| TASKS AND EXERCISES |
1. In the text comparing the 3L and the 5L, swap "general public" for "wider population" in the part that begins at the words "There are two" and stops after "about’ in the 5L.", and give that part again.
2. Write the next part of the text comparing the 3L and the 5L, picking up after its last sentence.

There are two sources of differences between the 3L and the 5L: [1] the way they describe patient health via the health state classifier; and [2] the way they value health using preferences obtained from the general public. It is the combination of these two key elements that determines estimates of QALYS. Therefore, an assessment of the merits of the two instruments needs to consider both.
While the 3L and 5L contain the same five dimensions, there are other, important differences between them. Most obviously, the 5L has increased the number of levels from 3 to 5 and the total number of health states described from 243 to 3125. There are also differences in the descriptors, most notably for the worst level of mobility: ‘confined to bed’ in the 3L has been replaced with ‘unable to walk about’ in the 5L.
Because of its expanded-level structure, the 5L has the potential to capture the health of subjects more accurately than the 3L, but there is an increase in cognitive burden from offering more choice that may result in lower response rates and perhaps greater measurement error from not knowing which level to choose. Ultimately any measurement benefits from the increased descriptive system must be empirically demonstrated. Papers in this issue, as well as others recently published, suggest these advantages are being realised. Advantages of the 5L over the 3L include:
(a) A reduction in the ceiling effect: The 3L suffers from a ceiling effect, i.e. respondents reporting no problems on any dimension despite (e.g. slight) problems being present. The effect is reinforced by the large gap, in most 3L value sets, between full health and the next best state (in the 3L UK value set, valued at 0.88). In many 3L studies, more than 40% of subjects self-report full health, which dropped by 10% using the 5L [10,11,12]. Larger and smaller reductions in ceiling effects have been reported elsewhere, reflecting differences in the study samples, e.g. [13,14,15].
(b) Reduced clustering on just a few states: The lack of granularity in the 3L descriptive system imposes constraints on the self-report of health. Observations tend to cluster on a few health states [15, 16]. The 5L consistently produces considerably more unique health states than the 3L, as shown by Buchholz et al. [17]. For example, Feng et al. [18] reported that just three health states accounted for almost 75% of respondents on the 3L, while a similar proportion of respondents on the 5L were accounted for by 12 health states.
The clustering of descriptive data on the 3L is also reflected in the characteristics of utility-weighted 3L data. 3L health states are relatively far apart on the value scale; for example, the presence or absence of extreme problems in practice predicts almost perfectly whether utility is above or below 0.5. The distribution of utility-weighted 5L data is less prone to this sort of artefactual clustering [16].

| RECORD SET |

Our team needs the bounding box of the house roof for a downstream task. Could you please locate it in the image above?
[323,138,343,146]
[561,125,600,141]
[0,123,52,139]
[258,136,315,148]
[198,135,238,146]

| TASK-BY-TASK ANSWERS |
1.
There are two sources of differences between the 3L and the 5L: [1] the way they describe patient health via the health state classifier; and [2] the way they value health using preferences obtained from the wider population. It is the combination of these two key elements that determines estimates of QALYS. Therefore, an assessment of the merits of the two instruments needs to consider both.
While the 3L and 5L contain the same five dimensions, there are other, important differences between them. Most obviously, the 5L has increased the number of levels from 3 to 5 and the total number of health states described from 243 to 3125. There are also differences in the descriptors, most notably for the worst level of mobility: ‘confined to bed’ in the 3L has been replaced with ‘unable to walk about’ in the 5L.

2.
(c) Improved ability to discriminate between patient groups/subgroups: The 5L has better discriminative ability, as demonstrated by improved ability to detect differences between subgroups defined by severity at a given sample size [13, 19, 20]. 5L users thus benefit from lower sample size requirements within samples of patients [21]. Although the 3L seemingly has better ability to detect differences between patients and a general population group, this is an artefact [13, 17]. The 5L has improved ability to measure health accurately at the top of the scale and therefore provides finer differences between mild ill-health states and full health at the top of the scale, whereas the 3L has much larger steps between levels 2 and 1. As a result, the 3L can overestimate health gains and produce biased ICERs.
(d) Improvements in the 5L with respect to problems with mobility: Abandoning the 3L level 3 descriptor ‘confined to bed’ constitutes an important improvement in the 5L. Level 3 problems on mobility are rarely observed in 3L data. For example, among patients about to receive hip replacement surgery in the National Health Service, none reported a level 3 problem [22]. In effect, in most settings, the 3L only has two dimensions on mobility: no and some problems. Consequently, the 3L will underestimate benefits of treatments that improve severe problems with mobility [13].
Overall, this evidence suggests that the 5L retains the benefits of 3L—its brevity and validity in a wide range of conditions—and produces a more accurate measurement of patient health than the 3L. At the same time, there is no evidence for lower completion rates, and the increase in the number of levels has reduced the amount of variability.